# [TASK OBJECTIVE]
Gather each line in the material below that contains the word "drilled", and copy every one of those lines.

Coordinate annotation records
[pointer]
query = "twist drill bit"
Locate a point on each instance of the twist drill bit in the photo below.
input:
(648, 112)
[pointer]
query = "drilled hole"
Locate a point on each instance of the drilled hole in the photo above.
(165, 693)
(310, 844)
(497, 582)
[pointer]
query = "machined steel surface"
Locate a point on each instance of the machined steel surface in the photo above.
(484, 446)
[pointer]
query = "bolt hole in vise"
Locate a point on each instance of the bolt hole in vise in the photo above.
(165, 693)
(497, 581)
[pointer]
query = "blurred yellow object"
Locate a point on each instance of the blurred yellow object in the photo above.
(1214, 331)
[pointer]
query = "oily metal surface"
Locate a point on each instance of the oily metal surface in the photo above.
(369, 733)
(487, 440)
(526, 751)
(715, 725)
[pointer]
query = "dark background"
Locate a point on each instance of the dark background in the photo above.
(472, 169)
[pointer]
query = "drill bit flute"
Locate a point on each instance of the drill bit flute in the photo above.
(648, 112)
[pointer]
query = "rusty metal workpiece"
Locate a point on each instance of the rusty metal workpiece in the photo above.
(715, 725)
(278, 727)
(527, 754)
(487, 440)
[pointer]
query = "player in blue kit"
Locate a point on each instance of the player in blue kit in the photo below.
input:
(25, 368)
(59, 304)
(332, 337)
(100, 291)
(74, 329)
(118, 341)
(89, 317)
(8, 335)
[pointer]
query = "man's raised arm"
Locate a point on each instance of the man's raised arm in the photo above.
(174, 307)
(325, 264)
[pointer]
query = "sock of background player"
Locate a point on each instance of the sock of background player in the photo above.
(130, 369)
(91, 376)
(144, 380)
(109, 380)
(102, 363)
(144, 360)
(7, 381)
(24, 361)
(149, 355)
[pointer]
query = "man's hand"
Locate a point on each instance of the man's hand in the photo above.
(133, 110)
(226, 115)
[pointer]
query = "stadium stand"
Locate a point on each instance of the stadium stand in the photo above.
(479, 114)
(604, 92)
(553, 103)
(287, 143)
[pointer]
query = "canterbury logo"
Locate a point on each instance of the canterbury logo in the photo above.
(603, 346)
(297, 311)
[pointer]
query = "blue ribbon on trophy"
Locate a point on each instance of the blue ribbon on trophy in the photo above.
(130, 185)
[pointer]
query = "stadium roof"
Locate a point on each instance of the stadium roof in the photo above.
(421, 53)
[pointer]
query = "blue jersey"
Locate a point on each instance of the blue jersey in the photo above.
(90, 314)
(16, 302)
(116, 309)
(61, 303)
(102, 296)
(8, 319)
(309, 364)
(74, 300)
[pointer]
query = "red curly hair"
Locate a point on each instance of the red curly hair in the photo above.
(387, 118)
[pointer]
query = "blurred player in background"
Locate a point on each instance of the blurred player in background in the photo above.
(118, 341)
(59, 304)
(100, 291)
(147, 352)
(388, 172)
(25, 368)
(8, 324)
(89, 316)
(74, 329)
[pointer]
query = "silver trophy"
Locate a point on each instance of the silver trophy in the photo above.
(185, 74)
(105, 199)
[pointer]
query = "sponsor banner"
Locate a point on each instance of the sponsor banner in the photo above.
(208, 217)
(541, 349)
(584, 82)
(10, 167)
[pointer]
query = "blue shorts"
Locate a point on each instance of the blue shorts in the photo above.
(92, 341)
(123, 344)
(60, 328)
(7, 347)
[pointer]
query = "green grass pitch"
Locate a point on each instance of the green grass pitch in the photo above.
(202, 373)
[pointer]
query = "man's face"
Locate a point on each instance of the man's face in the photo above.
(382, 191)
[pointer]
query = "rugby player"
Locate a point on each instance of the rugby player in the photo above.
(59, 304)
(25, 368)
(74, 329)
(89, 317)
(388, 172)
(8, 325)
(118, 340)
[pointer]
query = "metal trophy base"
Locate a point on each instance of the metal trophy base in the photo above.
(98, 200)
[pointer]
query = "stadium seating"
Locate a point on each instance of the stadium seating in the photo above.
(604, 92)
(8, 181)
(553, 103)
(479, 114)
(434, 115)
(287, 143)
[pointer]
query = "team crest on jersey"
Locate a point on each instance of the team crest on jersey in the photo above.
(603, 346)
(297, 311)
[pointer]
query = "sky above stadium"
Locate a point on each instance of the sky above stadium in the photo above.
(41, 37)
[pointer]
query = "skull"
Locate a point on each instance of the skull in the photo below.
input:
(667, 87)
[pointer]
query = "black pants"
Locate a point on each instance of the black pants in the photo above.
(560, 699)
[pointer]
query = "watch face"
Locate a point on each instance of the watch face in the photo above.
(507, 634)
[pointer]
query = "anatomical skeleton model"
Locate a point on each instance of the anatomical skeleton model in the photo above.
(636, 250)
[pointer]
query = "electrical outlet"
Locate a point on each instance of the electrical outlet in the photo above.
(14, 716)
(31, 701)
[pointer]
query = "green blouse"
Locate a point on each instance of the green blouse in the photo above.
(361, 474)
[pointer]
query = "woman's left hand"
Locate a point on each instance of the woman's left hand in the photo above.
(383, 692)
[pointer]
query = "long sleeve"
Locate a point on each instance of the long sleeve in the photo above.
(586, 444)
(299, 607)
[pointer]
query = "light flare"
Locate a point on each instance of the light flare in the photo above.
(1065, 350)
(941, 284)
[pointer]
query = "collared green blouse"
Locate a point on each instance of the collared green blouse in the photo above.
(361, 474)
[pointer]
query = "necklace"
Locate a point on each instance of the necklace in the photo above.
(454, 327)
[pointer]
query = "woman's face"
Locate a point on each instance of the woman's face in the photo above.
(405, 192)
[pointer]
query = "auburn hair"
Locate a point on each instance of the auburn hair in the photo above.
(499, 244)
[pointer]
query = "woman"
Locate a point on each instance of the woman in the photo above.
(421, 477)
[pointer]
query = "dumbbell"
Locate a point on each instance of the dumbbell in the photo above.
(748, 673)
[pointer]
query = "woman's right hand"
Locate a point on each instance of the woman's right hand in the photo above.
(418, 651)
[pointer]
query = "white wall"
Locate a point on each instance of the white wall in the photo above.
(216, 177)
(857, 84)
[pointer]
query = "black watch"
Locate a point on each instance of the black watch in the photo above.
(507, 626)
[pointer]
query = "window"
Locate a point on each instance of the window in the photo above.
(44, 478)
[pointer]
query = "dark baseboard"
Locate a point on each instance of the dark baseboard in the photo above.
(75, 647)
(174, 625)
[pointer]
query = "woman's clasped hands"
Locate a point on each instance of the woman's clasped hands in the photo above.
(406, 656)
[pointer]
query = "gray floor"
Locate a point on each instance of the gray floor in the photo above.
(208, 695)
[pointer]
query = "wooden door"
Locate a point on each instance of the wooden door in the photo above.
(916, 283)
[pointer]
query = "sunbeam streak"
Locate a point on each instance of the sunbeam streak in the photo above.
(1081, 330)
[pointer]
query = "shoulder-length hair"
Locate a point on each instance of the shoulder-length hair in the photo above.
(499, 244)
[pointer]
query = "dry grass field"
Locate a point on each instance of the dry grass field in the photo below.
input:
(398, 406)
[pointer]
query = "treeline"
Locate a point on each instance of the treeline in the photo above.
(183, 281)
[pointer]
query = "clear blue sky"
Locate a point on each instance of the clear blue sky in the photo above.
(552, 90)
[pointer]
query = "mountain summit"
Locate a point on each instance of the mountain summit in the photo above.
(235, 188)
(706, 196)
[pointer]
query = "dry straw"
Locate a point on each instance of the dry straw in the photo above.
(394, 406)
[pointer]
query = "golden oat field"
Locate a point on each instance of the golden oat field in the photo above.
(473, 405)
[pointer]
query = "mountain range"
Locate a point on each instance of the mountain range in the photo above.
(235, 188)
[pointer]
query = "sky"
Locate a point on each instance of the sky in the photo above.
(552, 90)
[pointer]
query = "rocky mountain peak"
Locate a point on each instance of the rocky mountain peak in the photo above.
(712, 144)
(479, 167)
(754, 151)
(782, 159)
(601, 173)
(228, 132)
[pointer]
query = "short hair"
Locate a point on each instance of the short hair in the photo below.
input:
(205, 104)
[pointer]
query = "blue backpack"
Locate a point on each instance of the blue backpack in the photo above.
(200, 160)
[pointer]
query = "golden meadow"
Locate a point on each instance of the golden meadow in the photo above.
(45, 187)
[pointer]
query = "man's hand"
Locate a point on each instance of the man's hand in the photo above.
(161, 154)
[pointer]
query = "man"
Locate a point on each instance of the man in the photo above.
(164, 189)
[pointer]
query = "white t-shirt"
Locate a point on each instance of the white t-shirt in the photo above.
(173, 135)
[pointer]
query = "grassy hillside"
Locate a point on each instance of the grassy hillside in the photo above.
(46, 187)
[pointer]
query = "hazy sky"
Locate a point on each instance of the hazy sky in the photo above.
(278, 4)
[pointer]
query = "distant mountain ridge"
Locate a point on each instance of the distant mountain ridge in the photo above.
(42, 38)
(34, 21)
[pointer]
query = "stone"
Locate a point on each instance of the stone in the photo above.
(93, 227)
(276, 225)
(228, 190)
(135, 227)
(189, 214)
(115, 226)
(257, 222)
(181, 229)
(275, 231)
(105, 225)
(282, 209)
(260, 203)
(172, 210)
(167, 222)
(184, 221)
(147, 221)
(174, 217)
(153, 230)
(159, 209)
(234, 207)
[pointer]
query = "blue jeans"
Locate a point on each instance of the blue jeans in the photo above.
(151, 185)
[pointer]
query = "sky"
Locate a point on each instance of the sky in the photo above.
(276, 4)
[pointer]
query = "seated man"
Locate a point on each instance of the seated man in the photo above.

# [RESULT FOR THIS TASK]
query = "drilled hole"
Locate a point on each instance of the drilled hole in the photo above.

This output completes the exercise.